_Written instruction_
Pick out each line below that contains the string "door", and copy those lines. Case counts.

_Material supplied_
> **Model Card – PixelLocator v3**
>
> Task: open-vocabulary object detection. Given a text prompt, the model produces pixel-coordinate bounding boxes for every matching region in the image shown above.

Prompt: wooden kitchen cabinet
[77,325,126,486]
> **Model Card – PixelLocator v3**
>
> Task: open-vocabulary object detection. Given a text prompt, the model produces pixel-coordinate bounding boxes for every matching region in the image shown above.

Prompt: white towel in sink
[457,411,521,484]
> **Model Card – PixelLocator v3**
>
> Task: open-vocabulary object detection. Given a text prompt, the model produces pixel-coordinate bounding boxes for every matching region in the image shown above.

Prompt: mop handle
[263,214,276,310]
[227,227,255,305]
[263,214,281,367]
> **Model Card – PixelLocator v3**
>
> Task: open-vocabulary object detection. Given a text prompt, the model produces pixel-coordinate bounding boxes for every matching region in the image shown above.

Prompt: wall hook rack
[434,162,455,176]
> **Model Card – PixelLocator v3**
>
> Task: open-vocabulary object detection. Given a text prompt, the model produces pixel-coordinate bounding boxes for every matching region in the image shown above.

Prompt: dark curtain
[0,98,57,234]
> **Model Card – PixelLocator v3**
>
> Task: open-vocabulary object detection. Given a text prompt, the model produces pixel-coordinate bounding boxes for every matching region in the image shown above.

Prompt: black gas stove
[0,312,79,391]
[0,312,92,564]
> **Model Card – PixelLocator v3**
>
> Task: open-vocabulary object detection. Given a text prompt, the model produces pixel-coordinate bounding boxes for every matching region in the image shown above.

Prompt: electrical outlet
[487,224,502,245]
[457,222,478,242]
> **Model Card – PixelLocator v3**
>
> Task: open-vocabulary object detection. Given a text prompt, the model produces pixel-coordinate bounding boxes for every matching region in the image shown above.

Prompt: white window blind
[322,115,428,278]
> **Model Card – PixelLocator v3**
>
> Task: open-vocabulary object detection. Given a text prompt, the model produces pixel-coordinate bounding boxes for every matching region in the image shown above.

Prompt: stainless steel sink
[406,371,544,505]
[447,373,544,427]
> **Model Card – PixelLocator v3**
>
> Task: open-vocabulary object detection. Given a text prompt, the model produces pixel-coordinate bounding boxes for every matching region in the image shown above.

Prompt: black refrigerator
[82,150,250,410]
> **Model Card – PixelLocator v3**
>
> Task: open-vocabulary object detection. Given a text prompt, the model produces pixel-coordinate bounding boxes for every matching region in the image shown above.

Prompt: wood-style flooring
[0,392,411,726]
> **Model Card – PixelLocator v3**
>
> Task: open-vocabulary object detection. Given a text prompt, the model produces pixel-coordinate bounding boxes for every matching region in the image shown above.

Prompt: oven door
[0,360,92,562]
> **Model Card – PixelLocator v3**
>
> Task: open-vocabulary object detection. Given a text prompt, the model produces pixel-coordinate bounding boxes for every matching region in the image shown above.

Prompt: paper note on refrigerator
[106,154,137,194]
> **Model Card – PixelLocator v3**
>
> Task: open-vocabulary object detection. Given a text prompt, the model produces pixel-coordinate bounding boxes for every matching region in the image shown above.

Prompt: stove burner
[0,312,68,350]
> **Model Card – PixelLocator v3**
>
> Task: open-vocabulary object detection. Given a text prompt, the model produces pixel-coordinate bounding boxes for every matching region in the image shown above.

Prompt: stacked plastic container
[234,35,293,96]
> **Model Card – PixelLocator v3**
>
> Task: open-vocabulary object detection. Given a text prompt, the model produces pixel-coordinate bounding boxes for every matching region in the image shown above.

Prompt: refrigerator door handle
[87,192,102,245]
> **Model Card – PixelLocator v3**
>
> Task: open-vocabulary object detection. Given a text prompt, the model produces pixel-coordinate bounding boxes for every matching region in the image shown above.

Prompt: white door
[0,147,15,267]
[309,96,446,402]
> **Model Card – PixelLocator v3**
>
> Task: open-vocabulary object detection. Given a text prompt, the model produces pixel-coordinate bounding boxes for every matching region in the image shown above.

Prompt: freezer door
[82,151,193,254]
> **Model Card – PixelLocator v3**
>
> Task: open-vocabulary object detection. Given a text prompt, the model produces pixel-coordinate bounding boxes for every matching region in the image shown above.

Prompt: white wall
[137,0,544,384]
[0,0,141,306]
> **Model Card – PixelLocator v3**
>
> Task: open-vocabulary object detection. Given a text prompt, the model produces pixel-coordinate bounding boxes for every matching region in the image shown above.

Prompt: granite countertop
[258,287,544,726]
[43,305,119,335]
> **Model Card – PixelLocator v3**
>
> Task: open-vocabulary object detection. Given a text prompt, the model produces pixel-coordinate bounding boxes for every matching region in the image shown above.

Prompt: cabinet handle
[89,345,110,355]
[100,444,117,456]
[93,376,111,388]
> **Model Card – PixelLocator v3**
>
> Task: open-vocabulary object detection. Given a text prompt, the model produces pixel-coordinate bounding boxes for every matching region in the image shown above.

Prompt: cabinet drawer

_The output_
Prompt: oven door
Prompt: refrigerator door handle
Prompt: white door
Prompt: freezer door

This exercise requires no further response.